Study text

- - -

The paper introduces a novel 3‑D Conditional Generative Adversarial Network (CGAN) that incorporates a Mixture‑of‑Experts (MoE) architecture to tackle both 3‑D object generation and completion from partially observed data. The authors identify three major challenges in existing 3‑D GAN approaches: (1) high computational cost of voxel‑based models, (2) mode collapse and training instability when dealing with heterogeneous shape distributions, and (3) difficulty in handling incomplete inputs such as damaged otoliths used in biological studies. To address these issues, they propose MoE‑CGAN, which consists of multiple expert generators sharing a common backbone but specializing in distinct geometric patterns through a Dynamic Capacity Constraint (DCC) mechanism. DCC is a loss‑free load‑balancing strategy that automatically regulates the activation probability of each expert, preventing over‑specialization while keeping overall computational load bounded.

A context‑aware gating network (GN) routes each input to the most suitable experts. Unlike conventional MoE that relies solely on the latent vector, GN also ingests the partial voxel grid (xₚ) when performing completion, allowing the routing decision to be informed by the spatial pattern of missing regions. The gating output g is a softmax weight vector; the final generated volume is a weighted sum of the experts’ outputs, enabling smooth interpolation between experts and supporting both unconditional generation and conditional completion within a single framework.

The generator architecture builds on deep 3‑D convolutional and transposed‑convolutional layers with residual connections, batch/instance normalization, and dilated convolutions for multi‑scale feature extraction. Two high‑resolution output modalities are offered: (a) a sparse‑voxel variant using the Minkowski Engine that can process up to 128³ voxels efficiently, and (b) a hybrid triplane representation (3 × D × D) decoded by a lightweight MLP into an implicit surface. The discriminator mirrors the generator’s depth, incorporates spectral normalization for stability, and processes triplane features through parallel 2‑D pathways before fusion.

Experiments are conducted on ShapeNet, ModelNet, and a specialized otolith dataset. The authors evaluate reconstruction quality under varying missing‑region ratios (10 %–70 %) using Intersection‑over‑Union (IoU), Chamfer Distance, and F1‑Score. MoE‑CGAN consistently outperforms baseline 3‑D GANs, MEGAN, and recent diffusion‑based 3‑D generators, achieving 4–7 % higher IoU and reducing Chamfer Distance by up to 15 %. Qualitative visualizations (Marching Cubes meshes) demonstrate superior surface smoothness and preservation of fine geometric details, especially for complex otolith shapes where expert specialization mitigates mode collapse.

- - -

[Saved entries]
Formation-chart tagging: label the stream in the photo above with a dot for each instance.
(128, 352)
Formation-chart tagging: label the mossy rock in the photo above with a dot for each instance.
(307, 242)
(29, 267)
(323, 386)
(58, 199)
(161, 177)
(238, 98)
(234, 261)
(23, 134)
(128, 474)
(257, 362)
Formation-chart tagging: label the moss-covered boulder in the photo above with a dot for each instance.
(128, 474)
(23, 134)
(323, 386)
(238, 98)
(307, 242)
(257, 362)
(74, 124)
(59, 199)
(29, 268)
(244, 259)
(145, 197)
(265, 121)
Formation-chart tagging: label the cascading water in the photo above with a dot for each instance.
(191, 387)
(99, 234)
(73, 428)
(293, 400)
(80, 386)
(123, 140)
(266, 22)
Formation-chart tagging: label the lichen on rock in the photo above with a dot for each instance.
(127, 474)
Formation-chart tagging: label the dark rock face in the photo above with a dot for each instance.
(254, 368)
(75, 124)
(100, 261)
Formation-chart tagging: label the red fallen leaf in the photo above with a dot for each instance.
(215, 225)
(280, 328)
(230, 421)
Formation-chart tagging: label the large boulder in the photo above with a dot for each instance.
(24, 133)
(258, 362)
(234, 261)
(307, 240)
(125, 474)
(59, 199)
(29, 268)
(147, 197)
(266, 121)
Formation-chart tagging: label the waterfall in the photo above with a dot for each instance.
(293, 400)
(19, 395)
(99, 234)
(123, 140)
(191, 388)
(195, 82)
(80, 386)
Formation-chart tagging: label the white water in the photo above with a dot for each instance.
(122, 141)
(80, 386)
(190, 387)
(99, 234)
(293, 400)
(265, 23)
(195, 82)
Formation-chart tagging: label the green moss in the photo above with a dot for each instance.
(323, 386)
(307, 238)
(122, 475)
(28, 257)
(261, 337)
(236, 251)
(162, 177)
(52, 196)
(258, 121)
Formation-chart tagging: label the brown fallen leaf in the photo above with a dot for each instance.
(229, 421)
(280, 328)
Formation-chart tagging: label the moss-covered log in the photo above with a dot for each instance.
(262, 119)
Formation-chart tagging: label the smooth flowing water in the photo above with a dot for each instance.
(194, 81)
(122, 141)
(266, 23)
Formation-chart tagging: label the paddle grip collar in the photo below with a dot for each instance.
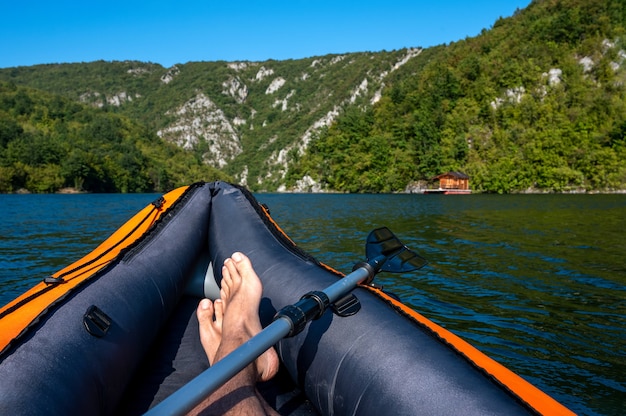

- - -

Task details
Answer these about the MoE-CGAN text above:
(a) When performing completion, what does the gating network take in besides the latent vector?
(b) Up to how many voxels can the sparse-voxel variant process efficiently?
(c) Over what range of missing-region ratios was reconstruction quality evaluated?

Answer space
(a) The partial voxel grid (xₚ).
(b) Up to 128³ voxels.
(c) From 10 % to 70 %.